Records to use Start Marker
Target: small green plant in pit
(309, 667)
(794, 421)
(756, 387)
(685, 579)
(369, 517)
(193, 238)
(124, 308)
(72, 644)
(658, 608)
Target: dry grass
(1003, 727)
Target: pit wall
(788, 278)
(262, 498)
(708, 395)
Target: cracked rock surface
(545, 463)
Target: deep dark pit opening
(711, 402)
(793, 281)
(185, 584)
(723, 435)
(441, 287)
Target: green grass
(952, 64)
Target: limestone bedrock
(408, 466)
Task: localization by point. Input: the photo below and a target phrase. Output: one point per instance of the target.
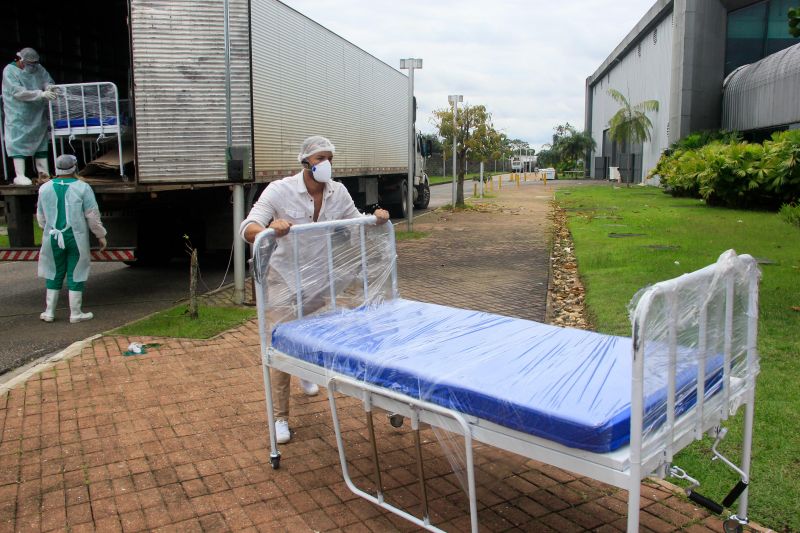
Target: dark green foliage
(794, 21)
(791, 214)
(729, 173)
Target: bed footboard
(702, 325)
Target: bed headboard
(694, 355)
(325, 266)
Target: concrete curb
(14, 377)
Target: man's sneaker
(282, 433)
(309, 388)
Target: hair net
(29, 55)
(314, 145)
(66, 164)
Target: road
(115, 293)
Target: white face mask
(323, 172)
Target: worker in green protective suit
(27, 88)
(67, 211)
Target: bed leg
(634, 493)
(747, 444)
(374, 444)
(275, 455)
(420, 469)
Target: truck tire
(398, 210)
(423, 196)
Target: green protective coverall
(67, 210)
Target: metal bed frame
(60, 109)
(624, 468)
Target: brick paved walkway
(176, 439)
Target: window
(778, 36)
(757, 31)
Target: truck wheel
(423, 196)
(399, 210)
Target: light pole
(410, 64)
(455, 99)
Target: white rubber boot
(75, 302)
(51, 299)
(43, 168)
(19, 168)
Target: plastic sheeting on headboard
(336, 265)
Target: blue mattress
(566, 385)
(81, 123)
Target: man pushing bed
(309, 196)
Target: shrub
(791, 214)
(728, 172)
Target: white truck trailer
(195, 116)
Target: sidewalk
(176, 439)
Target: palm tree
(630, 124)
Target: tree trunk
(193, 271)
(460, 187)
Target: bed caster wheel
(396, 420)
(732, 525)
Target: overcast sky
(525, 60)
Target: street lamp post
(455, 99)
(410, 64)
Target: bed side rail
(86, 109)
(694, 359)
(325, 266)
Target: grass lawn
(680, 235)
(176, 323)
(434, 180)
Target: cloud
(526, 61)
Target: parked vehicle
(187, 132)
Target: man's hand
(382, 216)
(280, 226)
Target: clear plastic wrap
(85, 105)
(570, 386)
(704, 326)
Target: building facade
(679, 54)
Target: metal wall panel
(643, 74)
(178, 51)
(309, 81)
(764, 94)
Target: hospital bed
(90, 113)
(615, 409)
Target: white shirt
(289, 199)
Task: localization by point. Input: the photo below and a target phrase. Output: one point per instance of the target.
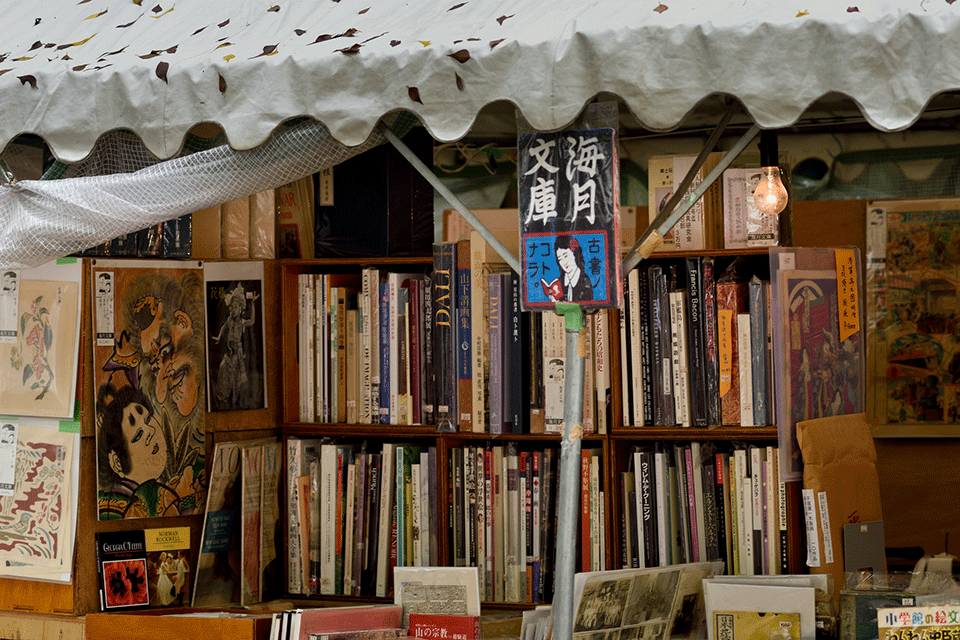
Records to use End Marker
Copy exactly the lines that run from the one containing "Target: grass lawn" to the last line of the records, both included, and leave out every picture.

Target: grass lawn
(680, 235)
(176, 323)
(434, 180)
Target: cloud
(526, 61)
Target: parked vehicle
(187, 132)
Target: man's hand
(382, 216)
(280, 226)
Target: clear plastic wrap
(85, 105)
(570, 386)
(704, 326)
Target: building facade
(679, 54)
Target: metal wall panel
(643, 74)
(178, 51)
(309, 81)
(764, 94)
Target: hospital bed
(90, 113)
(615, 409)
Target: white shirt
(289, 199)
Task: localization by point. Input: the photo below and a target phrase. Output: one point per instance of the target.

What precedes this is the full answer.